** Start of DATA TO USE **
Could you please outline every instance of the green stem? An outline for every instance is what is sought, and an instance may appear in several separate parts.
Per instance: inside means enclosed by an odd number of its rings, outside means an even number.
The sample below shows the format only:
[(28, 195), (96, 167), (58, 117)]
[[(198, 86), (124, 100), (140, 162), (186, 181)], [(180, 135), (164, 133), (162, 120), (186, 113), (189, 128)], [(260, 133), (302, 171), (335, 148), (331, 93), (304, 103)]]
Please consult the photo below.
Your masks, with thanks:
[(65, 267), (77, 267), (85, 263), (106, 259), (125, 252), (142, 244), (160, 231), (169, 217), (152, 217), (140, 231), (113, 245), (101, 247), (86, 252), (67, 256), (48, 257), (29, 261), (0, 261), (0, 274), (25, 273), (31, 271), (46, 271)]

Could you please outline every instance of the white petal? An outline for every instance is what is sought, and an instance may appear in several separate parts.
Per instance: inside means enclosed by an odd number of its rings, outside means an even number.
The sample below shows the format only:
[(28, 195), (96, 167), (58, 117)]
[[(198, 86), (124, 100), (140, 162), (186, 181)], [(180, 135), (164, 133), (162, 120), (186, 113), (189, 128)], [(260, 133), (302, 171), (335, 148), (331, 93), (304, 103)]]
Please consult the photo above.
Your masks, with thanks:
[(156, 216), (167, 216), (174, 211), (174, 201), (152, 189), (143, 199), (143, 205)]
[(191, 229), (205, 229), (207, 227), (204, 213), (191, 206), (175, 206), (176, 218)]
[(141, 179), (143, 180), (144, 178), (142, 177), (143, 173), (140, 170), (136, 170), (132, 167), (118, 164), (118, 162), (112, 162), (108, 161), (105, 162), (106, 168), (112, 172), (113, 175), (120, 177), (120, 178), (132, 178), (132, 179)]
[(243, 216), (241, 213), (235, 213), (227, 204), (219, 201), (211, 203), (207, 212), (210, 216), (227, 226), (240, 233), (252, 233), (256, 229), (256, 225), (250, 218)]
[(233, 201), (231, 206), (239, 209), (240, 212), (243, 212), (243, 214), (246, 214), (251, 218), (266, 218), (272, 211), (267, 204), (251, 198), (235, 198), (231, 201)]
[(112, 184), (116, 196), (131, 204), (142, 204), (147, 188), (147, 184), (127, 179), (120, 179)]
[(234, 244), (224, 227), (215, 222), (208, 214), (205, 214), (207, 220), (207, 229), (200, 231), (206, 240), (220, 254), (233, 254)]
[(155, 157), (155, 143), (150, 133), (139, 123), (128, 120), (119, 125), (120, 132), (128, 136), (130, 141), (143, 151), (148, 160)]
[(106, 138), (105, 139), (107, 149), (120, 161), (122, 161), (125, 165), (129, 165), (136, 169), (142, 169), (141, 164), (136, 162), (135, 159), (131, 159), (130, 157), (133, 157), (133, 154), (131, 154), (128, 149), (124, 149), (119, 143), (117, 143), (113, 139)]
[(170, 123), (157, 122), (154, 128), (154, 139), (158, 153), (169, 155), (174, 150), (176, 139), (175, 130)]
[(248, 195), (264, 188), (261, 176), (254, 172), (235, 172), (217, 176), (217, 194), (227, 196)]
** End of DATA TO USE **
▶ _WORK TO COMPLETE_
Could you reproduce every line in full from the start of the items through the line containing "271), (46, 271)]", with 143 added to each coordinate in the answers only?

▶ _SOLUTION TO THIS EXERCISE_
Could you please outline every instance of the green stem? An outline for every instance is what is sought, and an instance may appear in several separate parts.
Per instance: inside means enclosed by an odd number of its rings, outside means an even number.
The sample below shows the format only:
[(28, 195), (96, 167), (58, 117)]
[[(198, 86), (124, 100), (140, 162), (186, 181)], [(180, 135), (164, 133), (162, 120), (186, 113), (189, 128)], [(260, 133), (302, 171), (335, 148), (331, 93), (304, 103)]]
Please consult the photo below.
Your masks, with thanks:
[(208, 410), (220, 410), (228, 406), (249, 402), (268, 395), (285, 387), (303, 374), (312, 360), (295, 360), (283, 374), (256, 388), (244, 390), (229, 395), (210, 399), (191, 400), (172, 404), (143, 404), (143, 417), (168, 416), (174, 414), (189, 414)]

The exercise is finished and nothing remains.